=== What the task asks ===
In the listing below, how many lines contain "base"? Answer with the number alone.

=== Dataset extract ===
*** Begin section ***
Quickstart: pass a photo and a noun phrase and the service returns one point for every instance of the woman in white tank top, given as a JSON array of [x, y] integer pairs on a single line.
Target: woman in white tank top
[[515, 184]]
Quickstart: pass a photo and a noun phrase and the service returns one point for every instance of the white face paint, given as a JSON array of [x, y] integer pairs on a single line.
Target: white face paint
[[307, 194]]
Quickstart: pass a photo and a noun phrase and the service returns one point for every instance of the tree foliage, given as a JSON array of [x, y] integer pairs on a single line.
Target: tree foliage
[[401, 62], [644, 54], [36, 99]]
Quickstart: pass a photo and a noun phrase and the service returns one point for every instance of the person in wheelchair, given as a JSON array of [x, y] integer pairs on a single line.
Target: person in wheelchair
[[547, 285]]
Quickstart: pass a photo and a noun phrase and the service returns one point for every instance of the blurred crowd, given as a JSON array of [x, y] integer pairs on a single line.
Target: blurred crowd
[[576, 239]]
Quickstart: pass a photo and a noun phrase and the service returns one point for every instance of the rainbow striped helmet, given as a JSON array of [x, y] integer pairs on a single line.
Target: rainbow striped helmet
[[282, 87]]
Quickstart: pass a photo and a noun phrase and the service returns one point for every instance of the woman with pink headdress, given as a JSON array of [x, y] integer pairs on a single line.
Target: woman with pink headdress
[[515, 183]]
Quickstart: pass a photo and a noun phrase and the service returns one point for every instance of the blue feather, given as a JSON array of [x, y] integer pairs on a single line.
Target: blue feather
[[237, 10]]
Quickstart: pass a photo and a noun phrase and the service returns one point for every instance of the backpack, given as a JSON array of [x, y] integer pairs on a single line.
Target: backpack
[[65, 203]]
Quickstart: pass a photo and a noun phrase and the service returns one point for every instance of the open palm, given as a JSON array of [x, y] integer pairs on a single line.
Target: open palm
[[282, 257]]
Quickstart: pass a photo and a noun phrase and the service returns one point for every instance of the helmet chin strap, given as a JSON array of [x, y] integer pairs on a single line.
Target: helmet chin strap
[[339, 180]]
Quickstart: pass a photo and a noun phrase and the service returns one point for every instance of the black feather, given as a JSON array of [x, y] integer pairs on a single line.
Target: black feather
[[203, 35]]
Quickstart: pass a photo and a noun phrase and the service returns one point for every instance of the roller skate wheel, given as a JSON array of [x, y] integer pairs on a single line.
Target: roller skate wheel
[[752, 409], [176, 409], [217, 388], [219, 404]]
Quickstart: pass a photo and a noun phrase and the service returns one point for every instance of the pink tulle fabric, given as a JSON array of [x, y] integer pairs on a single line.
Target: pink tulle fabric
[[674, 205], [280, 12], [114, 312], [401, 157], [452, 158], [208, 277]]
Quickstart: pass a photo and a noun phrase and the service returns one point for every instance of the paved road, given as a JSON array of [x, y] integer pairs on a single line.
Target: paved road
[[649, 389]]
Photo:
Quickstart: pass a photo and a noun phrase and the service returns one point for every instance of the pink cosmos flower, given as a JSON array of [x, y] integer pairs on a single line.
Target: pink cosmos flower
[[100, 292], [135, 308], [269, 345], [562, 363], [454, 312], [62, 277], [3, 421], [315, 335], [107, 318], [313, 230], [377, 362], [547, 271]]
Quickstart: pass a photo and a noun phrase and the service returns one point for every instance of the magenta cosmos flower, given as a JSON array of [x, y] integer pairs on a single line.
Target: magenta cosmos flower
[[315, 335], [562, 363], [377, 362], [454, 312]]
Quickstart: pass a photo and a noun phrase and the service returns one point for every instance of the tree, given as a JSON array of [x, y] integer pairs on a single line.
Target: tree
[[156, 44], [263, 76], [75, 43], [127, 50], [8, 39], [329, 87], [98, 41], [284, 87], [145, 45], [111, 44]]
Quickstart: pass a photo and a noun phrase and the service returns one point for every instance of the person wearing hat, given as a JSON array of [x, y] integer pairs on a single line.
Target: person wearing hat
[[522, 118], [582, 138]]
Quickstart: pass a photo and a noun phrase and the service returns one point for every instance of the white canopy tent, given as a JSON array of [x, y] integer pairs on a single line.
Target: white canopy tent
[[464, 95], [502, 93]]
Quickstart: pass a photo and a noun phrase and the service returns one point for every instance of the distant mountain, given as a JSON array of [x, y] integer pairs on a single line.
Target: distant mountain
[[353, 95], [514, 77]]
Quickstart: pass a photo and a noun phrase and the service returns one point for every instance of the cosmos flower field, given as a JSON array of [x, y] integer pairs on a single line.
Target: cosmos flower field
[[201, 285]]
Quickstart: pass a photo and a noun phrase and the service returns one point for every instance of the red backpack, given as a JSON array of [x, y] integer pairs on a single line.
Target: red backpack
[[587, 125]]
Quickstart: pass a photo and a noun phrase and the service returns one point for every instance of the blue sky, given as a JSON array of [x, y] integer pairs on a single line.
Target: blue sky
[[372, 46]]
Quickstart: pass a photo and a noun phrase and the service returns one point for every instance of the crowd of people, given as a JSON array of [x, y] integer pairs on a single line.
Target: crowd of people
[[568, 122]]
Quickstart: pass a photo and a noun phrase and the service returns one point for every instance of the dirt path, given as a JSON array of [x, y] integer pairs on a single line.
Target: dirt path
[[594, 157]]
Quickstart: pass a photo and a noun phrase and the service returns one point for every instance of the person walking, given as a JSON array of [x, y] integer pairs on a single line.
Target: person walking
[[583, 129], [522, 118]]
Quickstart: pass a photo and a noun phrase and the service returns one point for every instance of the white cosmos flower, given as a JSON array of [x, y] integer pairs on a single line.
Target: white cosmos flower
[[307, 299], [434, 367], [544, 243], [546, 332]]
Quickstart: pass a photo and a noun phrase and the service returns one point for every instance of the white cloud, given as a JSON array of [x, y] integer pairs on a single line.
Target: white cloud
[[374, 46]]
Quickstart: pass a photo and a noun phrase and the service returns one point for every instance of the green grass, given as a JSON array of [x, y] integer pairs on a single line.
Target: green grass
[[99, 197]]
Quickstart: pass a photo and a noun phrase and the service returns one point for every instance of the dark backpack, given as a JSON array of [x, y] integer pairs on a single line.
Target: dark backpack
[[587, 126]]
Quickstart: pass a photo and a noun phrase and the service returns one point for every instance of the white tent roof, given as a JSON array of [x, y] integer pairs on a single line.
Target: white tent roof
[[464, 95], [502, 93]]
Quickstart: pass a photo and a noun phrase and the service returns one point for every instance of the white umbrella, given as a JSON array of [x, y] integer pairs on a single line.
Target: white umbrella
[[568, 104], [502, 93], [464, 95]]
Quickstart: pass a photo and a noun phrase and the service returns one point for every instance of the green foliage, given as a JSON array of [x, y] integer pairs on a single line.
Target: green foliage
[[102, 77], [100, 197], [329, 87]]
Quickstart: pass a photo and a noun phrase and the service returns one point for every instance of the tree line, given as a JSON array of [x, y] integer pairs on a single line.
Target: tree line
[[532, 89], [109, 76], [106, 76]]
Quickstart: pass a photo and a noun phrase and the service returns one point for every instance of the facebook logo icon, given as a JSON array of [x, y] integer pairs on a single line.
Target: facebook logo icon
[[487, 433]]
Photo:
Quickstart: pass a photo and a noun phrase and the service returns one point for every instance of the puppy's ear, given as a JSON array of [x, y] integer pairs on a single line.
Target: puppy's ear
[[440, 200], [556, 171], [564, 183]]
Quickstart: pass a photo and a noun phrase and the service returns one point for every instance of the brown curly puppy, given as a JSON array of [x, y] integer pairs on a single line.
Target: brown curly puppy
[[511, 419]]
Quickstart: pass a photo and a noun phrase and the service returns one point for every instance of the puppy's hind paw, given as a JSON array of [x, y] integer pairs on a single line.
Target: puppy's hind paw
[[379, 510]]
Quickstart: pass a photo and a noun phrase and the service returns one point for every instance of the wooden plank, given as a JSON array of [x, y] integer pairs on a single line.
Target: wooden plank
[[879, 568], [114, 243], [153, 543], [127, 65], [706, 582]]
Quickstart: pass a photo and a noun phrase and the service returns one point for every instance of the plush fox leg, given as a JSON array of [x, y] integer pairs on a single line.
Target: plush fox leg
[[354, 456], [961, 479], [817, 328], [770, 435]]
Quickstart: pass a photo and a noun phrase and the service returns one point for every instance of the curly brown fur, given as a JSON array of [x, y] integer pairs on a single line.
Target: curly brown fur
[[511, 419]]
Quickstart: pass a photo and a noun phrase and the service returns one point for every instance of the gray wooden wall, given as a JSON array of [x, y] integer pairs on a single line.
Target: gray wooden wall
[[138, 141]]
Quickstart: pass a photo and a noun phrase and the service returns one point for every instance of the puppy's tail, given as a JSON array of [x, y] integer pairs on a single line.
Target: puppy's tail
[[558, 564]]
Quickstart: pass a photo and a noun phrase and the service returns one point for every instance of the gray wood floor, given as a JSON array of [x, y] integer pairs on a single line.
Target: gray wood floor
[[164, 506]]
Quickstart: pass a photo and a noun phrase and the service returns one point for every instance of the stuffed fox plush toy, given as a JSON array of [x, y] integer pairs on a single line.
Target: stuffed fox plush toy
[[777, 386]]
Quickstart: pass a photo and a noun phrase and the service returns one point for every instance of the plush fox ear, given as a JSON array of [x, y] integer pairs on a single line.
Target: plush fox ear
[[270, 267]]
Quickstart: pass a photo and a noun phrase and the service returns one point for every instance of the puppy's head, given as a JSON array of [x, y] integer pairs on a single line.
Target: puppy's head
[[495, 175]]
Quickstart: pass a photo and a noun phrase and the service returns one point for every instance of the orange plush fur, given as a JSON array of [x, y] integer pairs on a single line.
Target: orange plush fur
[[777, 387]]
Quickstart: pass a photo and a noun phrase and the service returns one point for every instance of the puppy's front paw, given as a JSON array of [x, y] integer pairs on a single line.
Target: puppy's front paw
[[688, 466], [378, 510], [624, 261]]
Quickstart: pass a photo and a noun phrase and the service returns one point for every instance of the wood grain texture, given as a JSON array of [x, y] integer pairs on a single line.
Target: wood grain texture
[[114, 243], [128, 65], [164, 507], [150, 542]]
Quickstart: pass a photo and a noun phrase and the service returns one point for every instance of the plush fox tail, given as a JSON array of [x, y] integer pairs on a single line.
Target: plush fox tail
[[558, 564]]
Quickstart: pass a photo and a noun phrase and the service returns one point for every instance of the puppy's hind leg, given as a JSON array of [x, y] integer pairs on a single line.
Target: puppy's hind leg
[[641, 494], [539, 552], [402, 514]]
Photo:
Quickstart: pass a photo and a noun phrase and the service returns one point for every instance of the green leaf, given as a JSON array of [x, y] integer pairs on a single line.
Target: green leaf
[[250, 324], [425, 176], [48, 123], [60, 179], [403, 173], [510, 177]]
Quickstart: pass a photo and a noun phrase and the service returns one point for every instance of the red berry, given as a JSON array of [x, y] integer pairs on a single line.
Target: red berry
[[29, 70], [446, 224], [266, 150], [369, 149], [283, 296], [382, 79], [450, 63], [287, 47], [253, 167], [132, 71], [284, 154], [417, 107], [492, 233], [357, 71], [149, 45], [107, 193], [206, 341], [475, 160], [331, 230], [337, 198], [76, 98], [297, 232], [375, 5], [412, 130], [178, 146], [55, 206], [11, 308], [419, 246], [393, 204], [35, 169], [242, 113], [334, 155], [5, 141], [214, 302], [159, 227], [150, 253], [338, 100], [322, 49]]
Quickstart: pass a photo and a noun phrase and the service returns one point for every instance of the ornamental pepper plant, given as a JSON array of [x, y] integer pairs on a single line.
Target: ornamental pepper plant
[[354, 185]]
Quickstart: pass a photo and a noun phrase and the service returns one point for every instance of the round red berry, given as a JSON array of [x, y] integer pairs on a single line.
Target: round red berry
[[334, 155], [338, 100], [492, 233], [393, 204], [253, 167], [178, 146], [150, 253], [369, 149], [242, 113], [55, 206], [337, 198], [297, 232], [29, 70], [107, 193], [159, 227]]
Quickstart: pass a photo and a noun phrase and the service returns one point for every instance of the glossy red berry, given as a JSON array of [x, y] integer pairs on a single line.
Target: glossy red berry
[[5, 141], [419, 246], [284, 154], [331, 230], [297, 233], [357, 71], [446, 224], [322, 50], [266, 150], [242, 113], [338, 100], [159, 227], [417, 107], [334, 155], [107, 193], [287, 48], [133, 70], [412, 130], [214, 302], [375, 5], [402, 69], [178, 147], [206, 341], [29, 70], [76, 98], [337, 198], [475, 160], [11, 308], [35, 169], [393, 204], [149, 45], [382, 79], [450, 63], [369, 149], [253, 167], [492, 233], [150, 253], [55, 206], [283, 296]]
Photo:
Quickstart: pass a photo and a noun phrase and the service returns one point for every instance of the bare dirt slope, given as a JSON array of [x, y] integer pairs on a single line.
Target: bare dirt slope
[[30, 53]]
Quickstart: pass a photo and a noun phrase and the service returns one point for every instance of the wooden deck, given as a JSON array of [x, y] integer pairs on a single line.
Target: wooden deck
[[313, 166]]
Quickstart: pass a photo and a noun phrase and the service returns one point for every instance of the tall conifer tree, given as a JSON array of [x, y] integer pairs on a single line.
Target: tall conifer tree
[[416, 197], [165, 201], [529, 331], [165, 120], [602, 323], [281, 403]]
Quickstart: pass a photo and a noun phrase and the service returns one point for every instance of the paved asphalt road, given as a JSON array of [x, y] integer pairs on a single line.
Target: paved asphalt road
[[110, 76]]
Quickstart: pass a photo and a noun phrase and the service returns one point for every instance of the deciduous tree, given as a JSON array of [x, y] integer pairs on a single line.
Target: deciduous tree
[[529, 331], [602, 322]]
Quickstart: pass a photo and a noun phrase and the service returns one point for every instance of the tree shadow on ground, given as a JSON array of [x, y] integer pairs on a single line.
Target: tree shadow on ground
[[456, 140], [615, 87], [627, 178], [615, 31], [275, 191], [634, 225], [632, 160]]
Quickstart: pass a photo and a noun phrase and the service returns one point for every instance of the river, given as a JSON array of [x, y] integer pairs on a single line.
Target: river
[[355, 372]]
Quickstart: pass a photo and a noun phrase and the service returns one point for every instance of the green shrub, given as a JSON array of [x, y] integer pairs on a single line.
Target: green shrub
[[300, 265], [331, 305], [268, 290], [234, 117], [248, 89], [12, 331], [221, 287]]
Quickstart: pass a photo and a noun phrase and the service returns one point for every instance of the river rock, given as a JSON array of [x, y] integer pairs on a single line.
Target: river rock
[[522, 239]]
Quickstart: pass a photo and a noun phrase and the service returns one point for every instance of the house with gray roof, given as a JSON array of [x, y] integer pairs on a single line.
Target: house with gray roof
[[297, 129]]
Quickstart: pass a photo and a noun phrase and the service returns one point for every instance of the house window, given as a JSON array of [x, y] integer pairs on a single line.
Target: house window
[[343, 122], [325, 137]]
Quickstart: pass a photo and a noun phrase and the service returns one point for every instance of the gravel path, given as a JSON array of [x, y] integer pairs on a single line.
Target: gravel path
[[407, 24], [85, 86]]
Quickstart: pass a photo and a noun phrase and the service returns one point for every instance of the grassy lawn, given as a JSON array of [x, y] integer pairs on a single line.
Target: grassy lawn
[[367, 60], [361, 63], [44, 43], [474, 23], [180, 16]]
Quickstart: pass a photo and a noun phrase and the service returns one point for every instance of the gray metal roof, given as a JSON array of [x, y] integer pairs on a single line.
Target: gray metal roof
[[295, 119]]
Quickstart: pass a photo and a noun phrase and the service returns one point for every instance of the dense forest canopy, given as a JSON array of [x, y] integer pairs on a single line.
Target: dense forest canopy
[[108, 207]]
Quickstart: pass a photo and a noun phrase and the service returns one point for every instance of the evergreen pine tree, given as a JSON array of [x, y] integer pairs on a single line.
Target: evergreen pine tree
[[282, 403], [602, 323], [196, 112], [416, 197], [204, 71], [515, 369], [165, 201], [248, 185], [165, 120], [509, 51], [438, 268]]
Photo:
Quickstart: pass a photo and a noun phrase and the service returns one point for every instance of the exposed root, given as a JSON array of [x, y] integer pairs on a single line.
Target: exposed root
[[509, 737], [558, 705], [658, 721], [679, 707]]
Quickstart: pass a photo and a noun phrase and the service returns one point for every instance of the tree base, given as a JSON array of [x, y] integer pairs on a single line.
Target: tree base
*** End section ***
=== Answer for this exercise ===
2